Print the line that contains "of the tall" and every line after it through the last line of the records below, exactly as written and nothing else.

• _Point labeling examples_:
_ _ _ _ _
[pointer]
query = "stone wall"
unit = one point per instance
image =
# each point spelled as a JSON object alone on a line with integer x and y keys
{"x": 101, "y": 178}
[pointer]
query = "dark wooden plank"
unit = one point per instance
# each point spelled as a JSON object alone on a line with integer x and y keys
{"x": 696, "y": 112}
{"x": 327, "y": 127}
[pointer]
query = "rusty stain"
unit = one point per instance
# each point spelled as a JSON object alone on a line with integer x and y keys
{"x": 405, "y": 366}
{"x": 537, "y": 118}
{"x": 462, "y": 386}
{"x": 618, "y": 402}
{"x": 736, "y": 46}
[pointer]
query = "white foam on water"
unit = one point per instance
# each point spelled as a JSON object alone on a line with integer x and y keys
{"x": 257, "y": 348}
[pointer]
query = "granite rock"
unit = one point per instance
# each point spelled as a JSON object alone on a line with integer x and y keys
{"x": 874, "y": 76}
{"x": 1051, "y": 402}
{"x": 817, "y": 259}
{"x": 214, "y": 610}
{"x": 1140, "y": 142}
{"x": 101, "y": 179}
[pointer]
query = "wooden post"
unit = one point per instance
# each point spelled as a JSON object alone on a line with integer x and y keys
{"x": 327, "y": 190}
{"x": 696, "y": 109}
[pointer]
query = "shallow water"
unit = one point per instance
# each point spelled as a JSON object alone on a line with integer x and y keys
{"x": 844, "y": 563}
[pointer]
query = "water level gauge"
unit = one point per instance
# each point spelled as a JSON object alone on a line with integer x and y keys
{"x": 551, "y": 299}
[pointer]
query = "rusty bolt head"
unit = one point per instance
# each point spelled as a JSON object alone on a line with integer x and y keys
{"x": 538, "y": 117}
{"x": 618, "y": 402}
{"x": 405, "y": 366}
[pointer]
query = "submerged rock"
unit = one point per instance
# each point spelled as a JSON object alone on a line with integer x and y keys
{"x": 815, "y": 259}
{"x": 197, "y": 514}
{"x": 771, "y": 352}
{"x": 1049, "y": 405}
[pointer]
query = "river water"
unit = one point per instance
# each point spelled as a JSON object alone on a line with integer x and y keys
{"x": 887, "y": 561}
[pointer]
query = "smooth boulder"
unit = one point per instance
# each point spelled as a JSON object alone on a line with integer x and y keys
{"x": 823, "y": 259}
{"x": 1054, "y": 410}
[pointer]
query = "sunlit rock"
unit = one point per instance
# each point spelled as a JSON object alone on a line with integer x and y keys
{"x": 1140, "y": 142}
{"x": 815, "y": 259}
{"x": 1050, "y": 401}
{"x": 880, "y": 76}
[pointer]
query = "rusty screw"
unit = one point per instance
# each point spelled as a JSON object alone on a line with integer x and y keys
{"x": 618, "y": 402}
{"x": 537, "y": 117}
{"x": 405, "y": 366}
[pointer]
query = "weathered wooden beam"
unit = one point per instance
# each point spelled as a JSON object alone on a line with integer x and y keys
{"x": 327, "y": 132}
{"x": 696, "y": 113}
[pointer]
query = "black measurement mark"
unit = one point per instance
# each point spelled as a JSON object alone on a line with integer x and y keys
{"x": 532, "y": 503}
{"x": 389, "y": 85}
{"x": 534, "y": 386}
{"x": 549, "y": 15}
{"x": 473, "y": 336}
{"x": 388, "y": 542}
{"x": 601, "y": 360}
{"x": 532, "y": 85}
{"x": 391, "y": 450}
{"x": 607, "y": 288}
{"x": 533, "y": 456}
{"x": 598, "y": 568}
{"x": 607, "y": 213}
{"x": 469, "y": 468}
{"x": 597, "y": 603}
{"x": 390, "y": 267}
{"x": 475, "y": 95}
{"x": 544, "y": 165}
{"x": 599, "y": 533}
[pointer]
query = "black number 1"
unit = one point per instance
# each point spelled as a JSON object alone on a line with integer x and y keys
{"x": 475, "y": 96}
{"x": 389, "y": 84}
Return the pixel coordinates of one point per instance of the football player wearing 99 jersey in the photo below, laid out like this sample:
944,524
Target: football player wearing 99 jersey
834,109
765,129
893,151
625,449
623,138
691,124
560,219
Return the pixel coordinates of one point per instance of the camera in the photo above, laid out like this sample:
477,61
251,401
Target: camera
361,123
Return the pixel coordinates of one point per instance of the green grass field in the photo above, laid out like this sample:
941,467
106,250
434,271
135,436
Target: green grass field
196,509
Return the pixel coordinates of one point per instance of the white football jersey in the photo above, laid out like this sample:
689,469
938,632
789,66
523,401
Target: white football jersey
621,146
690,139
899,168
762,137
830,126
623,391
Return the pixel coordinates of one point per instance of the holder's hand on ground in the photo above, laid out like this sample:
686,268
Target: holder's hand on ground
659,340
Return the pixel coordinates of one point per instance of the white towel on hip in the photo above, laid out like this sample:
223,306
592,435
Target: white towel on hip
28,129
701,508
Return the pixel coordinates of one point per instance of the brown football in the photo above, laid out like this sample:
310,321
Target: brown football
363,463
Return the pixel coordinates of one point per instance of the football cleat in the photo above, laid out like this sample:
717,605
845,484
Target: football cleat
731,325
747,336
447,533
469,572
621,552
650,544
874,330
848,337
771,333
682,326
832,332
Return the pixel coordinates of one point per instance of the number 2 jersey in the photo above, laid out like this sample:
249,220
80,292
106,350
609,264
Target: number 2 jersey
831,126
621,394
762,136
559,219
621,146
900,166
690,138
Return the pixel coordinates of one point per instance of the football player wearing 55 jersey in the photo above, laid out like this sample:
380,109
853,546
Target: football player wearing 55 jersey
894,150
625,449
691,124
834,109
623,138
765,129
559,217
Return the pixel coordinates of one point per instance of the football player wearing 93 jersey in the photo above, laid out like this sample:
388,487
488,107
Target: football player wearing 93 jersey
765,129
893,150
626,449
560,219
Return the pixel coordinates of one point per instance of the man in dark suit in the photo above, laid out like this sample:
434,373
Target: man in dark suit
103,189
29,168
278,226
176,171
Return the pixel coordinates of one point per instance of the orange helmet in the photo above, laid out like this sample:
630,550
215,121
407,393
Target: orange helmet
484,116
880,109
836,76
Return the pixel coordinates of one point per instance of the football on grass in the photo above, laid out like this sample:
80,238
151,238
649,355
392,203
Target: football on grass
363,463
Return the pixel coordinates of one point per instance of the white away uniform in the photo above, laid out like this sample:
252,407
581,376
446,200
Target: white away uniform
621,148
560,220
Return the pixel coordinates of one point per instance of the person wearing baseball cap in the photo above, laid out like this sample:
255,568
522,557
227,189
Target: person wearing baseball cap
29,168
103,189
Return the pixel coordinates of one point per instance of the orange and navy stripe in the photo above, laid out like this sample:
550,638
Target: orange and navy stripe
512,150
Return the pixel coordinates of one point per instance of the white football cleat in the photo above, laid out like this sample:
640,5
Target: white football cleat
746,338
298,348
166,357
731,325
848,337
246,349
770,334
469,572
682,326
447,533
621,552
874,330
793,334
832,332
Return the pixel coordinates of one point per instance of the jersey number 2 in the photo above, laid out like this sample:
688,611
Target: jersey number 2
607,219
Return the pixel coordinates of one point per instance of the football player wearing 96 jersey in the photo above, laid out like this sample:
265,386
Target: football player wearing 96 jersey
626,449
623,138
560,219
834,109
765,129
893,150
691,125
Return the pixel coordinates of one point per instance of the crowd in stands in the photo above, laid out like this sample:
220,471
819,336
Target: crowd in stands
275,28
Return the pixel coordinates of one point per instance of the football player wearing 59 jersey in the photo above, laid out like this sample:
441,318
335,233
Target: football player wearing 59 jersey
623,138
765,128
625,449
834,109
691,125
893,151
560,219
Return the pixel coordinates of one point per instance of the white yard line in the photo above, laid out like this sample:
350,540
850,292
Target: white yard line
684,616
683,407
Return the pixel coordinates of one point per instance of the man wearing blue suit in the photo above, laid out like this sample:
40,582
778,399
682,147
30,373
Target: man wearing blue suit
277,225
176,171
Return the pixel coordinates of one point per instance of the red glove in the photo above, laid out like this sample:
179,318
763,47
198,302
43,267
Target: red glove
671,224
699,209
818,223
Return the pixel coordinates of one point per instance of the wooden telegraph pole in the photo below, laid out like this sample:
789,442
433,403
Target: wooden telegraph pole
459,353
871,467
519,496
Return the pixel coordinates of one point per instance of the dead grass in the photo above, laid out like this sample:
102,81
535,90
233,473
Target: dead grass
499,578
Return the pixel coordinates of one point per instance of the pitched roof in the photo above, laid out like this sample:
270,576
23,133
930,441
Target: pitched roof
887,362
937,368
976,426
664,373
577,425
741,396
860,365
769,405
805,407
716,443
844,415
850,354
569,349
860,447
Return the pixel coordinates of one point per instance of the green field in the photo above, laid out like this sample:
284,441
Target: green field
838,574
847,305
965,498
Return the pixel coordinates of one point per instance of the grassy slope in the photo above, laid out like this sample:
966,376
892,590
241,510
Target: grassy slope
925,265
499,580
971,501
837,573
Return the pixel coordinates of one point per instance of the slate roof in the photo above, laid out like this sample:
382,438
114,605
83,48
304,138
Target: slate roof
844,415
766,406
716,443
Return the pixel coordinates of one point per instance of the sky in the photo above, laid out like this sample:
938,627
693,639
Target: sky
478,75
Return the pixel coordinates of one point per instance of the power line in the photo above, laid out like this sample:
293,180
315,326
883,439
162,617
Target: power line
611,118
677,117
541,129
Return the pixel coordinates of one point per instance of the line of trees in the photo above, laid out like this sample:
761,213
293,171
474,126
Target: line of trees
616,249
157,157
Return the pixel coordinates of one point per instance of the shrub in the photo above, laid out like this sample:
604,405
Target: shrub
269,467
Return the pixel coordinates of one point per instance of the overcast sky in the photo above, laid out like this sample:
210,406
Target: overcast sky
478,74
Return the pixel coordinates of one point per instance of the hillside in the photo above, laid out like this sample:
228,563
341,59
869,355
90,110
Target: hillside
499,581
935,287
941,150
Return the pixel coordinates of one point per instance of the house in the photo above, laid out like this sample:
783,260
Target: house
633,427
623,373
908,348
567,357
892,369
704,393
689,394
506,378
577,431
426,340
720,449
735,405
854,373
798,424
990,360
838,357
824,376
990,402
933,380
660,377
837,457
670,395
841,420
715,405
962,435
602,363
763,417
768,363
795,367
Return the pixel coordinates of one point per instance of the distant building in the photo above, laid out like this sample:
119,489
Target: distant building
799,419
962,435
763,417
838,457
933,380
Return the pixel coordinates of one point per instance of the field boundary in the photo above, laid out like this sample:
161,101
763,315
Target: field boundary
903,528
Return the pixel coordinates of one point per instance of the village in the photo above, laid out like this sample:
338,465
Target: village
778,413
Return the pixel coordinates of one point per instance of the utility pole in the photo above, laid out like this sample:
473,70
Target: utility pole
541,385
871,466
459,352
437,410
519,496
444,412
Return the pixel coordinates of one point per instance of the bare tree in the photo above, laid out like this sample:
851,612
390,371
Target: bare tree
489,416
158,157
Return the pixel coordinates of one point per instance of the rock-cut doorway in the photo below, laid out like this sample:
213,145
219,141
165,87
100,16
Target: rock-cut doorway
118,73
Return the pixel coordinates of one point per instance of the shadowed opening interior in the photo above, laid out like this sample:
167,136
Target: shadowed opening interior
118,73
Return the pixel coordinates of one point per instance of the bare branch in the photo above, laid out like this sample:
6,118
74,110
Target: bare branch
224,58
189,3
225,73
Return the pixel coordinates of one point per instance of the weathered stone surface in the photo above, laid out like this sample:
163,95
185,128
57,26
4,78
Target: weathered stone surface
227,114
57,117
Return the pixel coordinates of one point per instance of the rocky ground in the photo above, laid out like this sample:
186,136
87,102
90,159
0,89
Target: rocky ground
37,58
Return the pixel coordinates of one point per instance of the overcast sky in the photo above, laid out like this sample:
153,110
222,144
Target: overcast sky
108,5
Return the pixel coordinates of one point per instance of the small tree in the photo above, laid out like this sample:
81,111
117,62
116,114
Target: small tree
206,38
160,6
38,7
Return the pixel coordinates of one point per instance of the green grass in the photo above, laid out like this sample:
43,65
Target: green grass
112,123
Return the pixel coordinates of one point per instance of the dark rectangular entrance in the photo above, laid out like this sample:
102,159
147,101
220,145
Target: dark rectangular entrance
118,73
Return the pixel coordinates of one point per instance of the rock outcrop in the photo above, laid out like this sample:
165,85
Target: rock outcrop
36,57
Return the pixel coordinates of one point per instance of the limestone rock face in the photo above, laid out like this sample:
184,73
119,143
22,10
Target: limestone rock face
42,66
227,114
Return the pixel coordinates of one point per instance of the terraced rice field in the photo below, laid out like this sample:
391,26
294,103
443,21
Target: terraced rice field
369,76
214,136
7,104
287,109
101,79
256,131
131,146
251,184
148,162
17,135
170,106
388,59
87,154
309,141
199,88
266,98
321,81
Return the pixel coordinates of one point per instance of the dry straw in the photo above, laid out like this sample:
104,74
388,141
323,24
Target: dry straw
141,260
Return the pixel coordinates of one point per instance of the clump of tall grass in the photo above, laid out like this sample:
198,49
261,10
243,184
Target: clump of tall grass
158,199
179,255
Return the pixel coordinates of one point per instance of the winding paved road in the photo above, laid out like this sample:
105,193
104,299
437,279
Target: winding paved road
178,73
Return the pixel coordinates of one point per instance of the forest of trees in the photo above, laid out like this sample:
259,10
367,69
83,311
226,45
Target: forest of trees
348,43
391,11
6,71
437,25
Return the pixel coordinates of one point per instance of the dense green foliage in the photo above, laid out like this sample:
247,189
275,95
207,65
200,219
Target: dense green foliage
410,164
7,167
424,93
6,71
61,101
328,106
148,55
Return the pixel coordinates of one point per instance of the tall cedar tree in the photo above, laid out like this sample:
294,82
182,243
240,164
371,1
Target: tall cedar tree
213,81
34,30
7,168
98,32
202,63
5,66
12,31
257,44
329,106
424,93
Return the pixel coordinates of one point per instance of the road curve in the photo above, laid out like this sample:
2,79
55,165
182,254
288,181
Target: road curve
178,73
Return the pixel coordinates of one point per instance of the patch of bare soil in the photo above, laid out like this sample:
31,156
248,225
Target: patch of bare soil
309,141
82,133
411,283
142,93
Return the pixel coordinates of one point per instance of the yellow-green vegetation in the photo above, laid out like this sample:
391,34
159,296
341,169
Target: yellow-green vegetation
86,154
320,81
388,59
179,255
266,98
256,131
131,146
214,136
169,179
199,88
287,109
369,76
_ _ _ _ _
• _RESPONSE TO THIS TASK_:
Return the pixel coordinates of one point per instance of the tall cedar tree in the photo above, laid out like this sample:
294,82
182,243
240,164
371,1
Target: tall cedar tree
213,81
34,30
7,168
98,32
202,63
5,66
12,31
257,44
329,106
424,93
Return the pixel coordinates of one point per instance of the road curve in the photo above, laid out like this sample:
2,79
55,165
182,254
288,181
Target: road curve
178,73
Return the pixel coordinates of one point per instance of the patch of bare soil in the photo above, laid out like this sample:
31,156
248,225
Target: patch of bare soil
309,141
82,133
411,283
142,93
Return the pixel coordinates of one point per instance of the yellow-green vegetation in the photo above, laid out like this sample:
391,34
159,296
341,169
Target: yellow-green vegetation
86,154
320,81
388,59
179,255
266,98
256,131
131,146
214,136
169,179
199,88
287,109
369,76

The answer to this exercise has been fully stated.